Short problem: Output the lines of the material below as a JSON list of strings, one string per line with blank lines omitted, starting from the first line and ending with the line containing "top-left (0, 0), bottom-right (1216, 552)", both ends included.

Entries:
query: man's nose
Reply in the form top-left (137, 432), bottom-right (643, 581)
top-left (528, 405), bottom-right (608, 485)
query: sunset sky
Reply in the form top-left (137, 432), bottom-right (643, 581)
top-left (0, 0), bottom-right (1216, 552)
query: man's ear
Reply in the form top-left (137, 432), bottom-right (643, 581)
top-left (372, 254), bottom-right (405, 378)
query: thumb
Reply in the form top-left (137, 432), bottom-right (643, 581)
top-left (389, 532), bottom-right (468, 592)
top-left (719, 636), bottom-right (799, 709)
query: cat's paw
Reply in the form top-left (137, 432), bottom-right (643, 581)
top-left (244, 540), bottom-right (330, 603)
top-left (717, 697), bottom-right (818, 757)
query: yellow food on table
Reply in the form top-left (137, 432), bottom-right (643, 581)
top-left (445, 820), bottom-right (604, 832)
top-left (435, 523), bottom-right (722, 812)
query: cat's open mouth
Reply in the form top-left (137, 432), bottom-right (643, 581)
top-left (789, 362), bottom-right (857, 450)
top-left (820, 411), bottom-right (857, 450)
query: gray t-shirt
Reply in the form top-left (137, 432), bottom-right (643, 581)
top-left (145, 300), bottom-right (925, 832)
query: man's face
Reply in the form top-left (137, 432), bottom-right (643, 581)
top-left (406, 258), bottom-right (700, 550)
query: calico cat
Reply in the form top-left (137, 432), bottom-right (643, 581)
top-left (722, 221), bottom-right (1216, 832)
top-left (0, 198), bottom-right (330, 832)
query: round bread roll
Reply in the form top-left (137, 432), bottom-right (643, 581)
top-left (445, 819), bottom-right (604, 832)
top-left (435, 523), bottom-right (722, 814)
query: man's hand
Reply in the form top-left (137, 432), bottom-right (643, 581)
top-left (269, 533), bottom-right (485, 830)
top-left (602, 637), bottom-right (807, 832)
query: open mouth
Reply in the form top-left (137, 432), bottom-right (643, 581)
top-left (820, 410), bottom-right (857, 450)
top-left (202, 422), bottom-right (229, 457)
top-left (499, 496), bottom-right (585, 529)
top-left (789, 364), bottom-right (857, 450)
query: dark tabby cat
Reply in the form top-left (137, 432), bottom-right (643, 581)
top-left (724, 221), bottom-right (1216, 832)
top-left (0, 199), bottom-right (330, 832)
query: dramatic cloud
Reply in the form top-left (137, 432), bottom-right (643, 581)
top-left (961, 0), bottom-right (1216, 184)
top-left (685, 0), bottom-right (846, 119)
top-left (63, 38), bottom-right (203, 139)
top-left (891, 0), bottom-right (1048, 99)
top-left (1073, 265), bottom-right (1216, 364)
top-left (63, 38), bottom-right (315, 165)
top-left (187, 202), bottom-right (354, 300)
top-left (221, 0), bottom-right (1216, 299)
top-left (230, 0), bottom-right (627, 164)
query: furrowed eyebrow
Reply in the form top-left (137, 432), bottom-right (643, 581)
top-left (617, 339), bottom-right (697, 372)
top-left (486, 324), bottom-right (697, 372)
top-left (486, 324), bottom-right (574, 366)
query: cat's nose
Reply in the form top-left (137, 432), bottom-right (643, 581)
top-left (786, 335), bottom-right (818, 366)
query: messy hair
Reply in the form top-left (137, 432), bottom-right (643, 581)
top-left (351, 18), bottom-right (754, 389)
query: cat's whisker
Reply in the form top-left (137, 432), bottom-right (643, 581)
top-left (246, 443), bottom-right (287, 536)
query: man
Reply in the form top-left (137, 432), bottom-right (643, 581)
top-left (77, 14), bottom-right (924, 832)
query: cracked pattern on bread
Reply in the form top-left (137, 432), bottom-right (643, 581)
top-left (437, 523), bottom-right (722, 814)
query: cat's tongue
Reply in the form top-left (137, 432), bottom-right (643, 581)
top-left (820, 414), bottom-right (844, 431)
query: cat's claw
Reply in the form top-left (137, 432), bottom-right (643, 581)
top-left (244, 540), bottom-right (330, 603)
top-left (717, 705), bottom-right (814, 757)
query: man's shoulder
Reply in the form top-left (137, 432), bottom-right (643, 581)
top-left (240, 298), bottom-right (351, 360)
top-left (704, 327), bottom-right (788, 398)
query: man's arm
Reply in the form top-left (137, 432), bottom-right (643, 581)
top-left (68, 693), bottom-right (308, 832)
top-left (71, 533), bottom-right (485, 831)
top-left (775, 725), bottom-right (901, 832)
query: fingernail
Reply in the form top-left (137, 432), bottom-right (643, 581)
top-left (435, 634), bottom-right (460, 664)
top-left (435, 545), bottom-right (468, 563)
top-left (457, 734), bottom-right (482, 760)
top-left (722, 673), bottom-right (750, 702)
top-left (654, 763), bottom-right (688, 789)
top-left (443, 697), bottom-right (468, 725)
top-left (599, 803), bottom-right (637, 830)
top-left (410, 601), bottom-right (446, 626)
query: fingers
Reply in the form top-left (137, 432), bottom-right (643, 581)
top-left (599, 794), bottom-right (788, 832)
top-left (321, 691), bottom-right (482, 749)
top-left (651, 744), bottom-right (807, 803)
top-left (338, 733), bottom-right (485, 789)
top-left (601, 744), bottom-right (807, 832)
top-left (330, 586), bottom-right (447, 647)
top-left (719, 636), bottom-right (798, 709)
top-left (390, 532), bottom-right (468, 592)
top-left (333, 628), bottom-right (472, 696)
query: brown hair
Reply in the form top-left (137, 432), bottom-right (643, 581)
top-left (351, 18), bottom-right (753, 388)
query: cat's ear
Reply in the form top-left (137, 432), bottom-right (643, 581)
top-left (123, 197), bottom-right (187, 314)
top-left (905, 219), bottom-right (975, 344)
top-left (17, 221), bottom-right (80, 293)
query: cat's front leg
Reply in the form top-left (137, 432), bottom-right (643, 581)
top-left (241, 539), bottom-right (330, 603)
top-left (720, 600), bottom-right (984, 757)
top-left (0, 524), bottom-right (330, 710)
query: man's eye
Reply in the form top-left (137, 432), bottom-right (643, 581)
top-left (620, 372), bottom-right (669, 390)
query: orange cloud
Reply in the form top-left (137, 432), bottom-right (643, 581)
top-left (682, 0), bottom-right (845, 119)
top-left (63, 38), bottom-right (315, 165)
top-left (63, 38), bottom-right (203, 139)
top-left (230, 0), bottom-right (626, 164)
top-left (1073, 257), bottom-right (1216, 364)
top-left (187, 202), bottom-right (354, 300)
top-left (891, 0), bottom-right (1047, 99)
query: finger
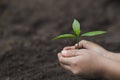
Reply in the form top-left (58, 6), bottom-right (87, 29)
top-left (63, 46), bottom-right (75, 50)
top-left (75, 40), bottom-right (104, 49)
top-left (58, 53), bottom-right (72, 65)
top-left (60, 63), bottom-right (71, 71)
top-left (61, 50), bottom-right (80, 57)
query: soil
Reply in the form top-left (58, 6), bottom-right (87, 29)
top-left (0, 0), bottom-right (120, 80)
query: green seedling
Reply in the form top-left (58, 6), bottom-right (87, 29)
top-left (53, 19), bottom-right (106, 46)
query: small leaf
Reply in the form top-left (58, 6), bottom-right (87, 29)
top-left (81, 31), bottom-right (107, 36)
top-left (72, 19), bottom-right (80, 36)
top-left (53, 34), bottom-right (76, 40)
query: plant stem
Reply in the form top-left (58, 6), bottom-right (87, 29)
top-left (76, 36), bottom-right (80, 49)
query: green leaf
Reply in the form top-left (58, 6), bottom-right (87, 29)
top-left (81, 31), bottom-right (107, 36)
top-left (53, 34), bottom-right (76, 40)
top-left (72, 19), bottom-right (80, 36)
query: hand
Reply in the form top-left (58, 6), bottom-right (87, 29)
top-left (63, 40), bottom-right (110, 57)
top-left (58, 47), bottom-right (103, 75)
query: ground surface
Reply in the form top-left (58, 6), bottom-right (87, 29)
top-left (0, 0), bottom-right (120, 80)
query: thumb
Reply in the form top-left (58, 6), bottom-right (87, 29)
top-left (75, 40), bottom-right (104, 50)
top-left (61, 50), bottom-right (79, 57)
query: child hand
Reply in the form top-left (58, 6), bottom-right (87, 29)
top-left (58, 48), bottom-right (104, 75)
top-left (63, 40), bottom-right (109, 57)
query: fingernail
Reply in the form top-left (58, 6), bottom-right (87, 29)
top-left (61, 50), bottom-right (67, 54)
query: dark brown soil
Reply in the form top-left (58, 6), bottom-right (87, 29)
top-left (0, 0), bottom-right (120, 80)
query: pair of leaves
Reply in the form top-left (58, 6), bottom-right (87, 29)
top-left (53, 19), bottom-right (106, 40)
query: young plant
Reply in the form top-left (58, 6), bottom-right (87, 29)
top-left (53, 19), bottom-right (106, 43)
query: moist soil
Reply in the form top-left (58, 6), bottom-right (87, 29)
top-left (0, 0), bottom-right (120, 80)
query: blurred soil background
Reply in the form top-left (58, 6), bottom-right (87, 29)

Final result:
[
  "query: man's nose",
  "Reply in the form top-left (137, 432), bottom-right (643, 581)",
  "top-left (528, 405), bottom-right (608, 485)",
  "query: sunset sky",
  "Reply in the form top-left (137, 432), bottom-right (643, 581)",
  "top-left (0, 0), bottom-right (1216, 552)"
]